Task details.
Can you repeat the material with every "thickest part" switched to "widest part" and all else left as it is?
= = =
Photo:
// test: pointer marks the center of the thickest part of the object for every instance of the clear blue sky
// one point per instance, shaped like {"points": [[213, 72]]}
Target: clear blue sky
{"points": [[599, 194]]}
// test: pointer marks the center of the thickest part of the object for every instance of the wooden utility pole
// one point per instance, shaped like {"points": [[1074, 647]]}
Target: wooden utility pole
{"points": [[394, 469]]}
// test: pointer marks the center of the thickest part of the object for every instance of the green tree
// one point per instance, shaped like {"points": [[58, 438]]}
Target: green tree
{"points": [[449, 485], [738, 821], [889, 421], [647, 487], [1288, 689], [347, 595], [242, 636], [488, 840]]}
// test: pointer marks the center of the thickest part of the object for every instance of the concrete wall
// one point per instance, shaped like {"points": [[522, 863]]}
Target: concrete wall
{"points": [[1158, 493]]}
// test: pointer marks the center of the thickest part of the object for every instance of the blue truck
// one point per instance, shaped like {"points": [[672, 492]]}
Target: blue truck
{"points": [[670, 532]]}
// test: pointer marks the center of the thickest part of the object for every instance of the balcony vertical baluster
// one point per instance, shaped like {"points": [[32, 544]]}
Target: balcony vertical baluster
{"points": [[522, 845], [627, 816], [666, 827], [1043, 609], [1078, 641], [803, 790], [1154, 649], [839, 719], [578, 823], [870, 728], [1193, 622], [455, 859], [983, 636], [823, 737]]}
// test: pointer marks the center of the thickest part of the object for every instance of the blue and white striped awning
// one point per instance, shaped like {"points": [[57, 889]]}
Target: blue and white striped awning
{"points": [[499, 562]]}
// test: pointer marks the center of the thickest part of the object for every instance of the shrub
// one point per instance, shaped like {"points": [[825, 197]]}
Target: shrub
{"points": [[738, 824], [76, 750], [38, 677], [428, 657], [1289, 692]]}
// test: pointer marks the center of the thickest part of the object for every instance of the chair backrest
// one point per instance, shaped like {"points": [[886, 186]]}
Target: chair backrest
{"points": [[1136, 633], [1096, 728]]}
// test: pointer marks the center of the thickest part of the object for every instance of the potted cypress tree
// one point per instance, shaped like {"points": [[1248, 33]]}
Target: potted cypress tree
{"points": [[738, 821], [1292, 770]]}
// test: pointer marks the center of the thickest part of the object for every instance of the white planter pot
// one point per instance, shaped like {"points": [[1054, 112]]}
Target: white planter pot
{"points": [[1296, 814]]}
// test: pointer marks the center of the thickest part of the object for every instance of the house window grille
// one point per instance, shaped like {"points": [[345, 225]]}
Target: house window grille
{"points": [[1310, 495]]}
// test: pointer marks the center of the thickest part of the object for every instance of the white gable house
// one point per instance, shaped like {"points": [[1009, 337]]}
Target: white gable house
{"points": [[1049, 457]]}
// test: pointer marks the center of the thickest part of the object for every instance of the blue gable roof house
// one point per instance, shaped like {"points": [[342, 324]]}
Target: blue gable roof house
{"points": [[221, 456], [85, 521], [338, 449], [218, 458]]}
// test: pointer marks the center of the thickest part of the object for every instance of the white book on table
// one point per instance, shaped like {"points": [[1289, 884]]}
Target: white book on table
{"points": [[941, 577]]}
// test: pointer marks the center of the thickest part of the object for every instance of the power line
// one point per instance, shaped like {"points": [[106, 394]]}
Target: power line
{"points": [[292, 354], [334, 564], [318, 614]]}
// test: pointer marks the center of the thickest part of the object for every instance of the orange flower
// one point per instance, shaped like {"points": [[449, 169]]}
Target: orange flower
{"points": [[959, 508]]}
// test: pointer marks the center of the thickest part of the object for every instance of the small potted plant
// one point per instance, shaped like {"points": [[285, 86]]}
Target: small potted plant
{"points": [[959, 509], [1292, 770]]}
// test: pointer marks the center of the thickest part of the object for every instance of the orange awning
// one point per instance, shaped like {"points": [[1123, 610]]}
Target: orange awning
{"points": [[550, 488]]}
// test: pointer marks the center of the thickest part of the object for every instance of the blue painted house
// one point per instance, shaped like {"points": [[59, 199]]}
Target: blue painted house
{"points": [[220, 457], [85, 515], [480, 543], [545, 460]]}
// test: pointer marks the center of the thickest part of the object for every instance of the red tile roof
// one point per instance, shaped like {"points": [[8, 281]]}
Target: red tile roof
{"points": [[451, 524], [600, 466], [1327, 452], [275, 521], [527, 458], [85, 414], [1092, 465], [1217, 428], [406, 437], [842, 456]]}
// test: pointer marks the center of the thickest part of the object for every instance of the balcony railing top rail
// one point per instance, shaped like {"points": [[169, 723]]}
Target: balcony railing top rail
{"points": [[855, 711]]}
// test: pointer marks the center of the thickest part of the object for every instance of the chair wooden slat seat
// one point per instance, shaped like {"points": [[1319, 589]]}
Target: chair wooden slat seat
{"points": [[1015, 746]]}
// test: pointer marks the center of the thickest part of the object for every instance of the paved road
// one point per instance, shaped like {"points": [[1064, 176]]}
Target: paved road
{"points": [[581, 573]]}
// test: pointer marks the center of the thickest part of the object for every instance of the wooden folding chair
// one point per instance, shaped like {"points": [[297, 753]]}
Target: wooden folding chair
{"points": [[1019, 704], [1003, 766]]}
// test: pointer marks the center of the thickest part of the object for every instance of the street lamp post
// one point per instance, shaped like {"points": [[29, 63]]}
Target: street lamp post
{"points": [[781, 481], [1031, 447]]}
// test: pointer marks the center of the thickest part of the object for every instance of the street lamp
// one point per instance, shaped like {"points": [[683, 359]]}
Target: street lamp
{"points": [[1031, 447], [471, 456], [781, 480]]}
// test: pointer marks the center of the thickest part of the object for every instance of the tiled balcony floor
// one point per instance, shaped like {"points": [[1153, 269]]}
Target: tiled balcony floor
= = =
Complete response.
Photo:
// test: pointer marks the center of the widest part of the object for every instance of the clear blue sky
// one point per instance, shaped like {"points": [[213, 72]]}
Target: clear blue sky
{"points": [[599, 194]]}
// test: pointer marks the center of the widest part of the object for every instance of the wooden utility pole
// one point per instance, shaped like {"points": [[1074, 647]]}
Target: wooden utility pole
{"points": [[394, 469]]}
// test: pointer marks the center of the widest part of the object for every instance of the green tree
// one point per instance, shaped like {"points": [[58, 438]]}
Target: green tree
{"points": [[449, 485], [738, 821], [889, 421], [647, 487], [1288, 689], [347, 595], [242, 636], [488, 840]]}
// test: pointer marks the center of the widest part of the object for every instance of the concrete wall
// one point per instance, shaped like {"points": [[522, 863]]}
Target: concrete wall
{"points": [[1158, 493]]}
// test: pointer marks the center of the widest part of the object for every instance of the blue truck
// one point per instance, shaped like {"points": [[672, 492]]}
Target: blue truck
{"points": [[670, 532]]}
// test: pointer marks the center of the widest part of the object for every instance of the balcony vertical baluster
// one point per instance, shaped like {"points": [[32, 544]]}
Target: balcony vertical baluster
{"points": [[522, 845], [627, 816], [666, 827], [1043, 609], [1078, 641], [803, 790], [1154, 649], [839, 719], [578, 823], [870, 728], [1193, 622], [455, 859], [983, 636], [823, 737]]}
// test: pointer marks the center of the widest part of the object for every instance of the blue and white striped awning
// one point per instance, shaped like {"points": [[57, 889]]}
Target: blue and white striped awning
{"points": [[499, 562]]}
// test: pointer marks the center of the widest part of the object for every instance of the shrub
// one point per instance, shaped like {"points": [[825, 197]]}
Target: shrub
{"points": [[738, 824], [76, 750], [38, 677], [428, 657], [1289, 692]]}
// test: pointer marks the center of the widest part of the object for every instance of the chair backrest
// one point per instance, shaped like {"points": [[886, 186]]}
Target: chair backrest
{"points": [[1136, 633], [1096, 728]]}
// test: pointer marks the center of the widest part of the object for every instance of the potted cypress tree
// one point per instance, shaped like {"points": [[1248, 33]]}
Target: potted cypress tree
{"points": [[738, 821], [1292, 770]]}
// test: pointer marks the center of the widest part of the object for every instance of the white planter pot
// one point per instance, shaped like {"points": [[1054, 112]]}
Target: white planter pot
{"points": [[1296, 814]]}
// test: pointer marks the center of the widest part of the object for every instance of the house window grille
// one point per instance, shaped like {"points": [[345, 225]]}
Target: house window grille
{"points": [[1310, 495]]}
// test: pointer marks the center of the widest part of the object for every instance of the white gable house
// one point per instance, shaped like {"points": [[1009, 337]]}
Target: white gable house
{"points": [[1049, 457]]}
// test: pointer marks the center of the widest part of the object for every instance of the blue gable roof house
// one point per instance, shaped like {"points": [[342, 324]]}
Target: blue gable roof house
{"points": [[221, 456], [85, 521], [338, 449], [218, 458]]}
// test: pointer marks the center of the widest part of the object for every instance of the white book on table
// one point per instance, shaped like {"points": [[1289, 884]]}
Target: white book on table
{"points": [[941, 577]]}
// test: pointer marks the center of the widest part of the object for every instance of the power line
// one point per instance, shaped like {"points": [[106, 394]]}
Target: power line
{"points": [[292, 354], [334, 564], [318, 614]]}
// test: pointer marks the center of the widest part of the object for every instance of the orange flower
// one point per instance, shaped like {"points": [[449, 169]]}
Target: orange flower
{"points": [[959, 508]]}
// test: pointer marks the center of the widest part of the object for every instance of the small potted plant
// one point per instance, shaped like {"points": [[285, 86]]}
Target: small potted plant
{"points": [[959, 509], [1292, 770]]}
// test: pointer marks the center of the widest part of the object for every instance of the orange awning
// one point per instance, shaped like {"points": [[1123, 610]]}
Target: orange awning
{"points": [[550, 488]]}
// test: pointer marks the center of the widest part of the object for every instance of the blue painted house
// one point per instance, shaped like {"points": [[59, 199]]}
Target: blue painted house
{"points": [[220, 457], [85, 515], [480, 543], [545, 460]]}
// test: pointer marks the center of the widest part of the object for every instance of the red tile roof
// one point per instance, shaped like {"points": [[8, 281]]}
Target: red tile roof
{"points": [[451, 524], [600, 466], [1327, 452], [275, 521], [527, 458], [85, 414], [1092, 465], [1217, 428], [406, 437], [842, 456]]}
// test: pointer marks the center of the widest part of the object for every instance of the balcony railing top rail
// one point per instance, shaped like {"points": [[169, 723]]}
Target: balcony railing top rail
{"points": [[855, 711]]}
// test: pointer marks the center of the widest part of the object for every instance of the chair wooden slat seat
// one point per instance, shaped like {"points": [[1319, 589]]}
Target: chair wooden slat seat
{"points": [[1015, 746]]}
// test: pointer marks the center of the widest part of the object for every instance of the paved road
// one point per instance, shaped like {"points": [[1064, 176]]}
Target: paved road
{"points": [[581, 573]]}
// test: pointer marks the center of the widest part of the object for every instance of the wooden folding chair
// one point per instance, shaped like {"points": [[297, 753]]}
Target: wooden folding chair
{"points": [[1019, 704], [1003, 766]]}
// test: pointer marks the center of the widest part of the object for every instance of the street lamp post
// one point per instance, shaped like {"points": [[29, 63]]}
Target: street lamp post
{"points": [[781, 481], [1031, 447]]}
// test: pointer marks the center of the widest part of the object for every instance of the street lamp
// one point per instance, shaped like {"points": [[683, 359]]}
Target: street lamp
{"points": [[1031, 447], [471, 456], [781, 480]]}
// test: pointer marks the center of the widest part of the object for every instance of the tiled balcony floor
// one point per instance, shaped like {"points": [[1153, 269]]}
Target: tiled balcony floor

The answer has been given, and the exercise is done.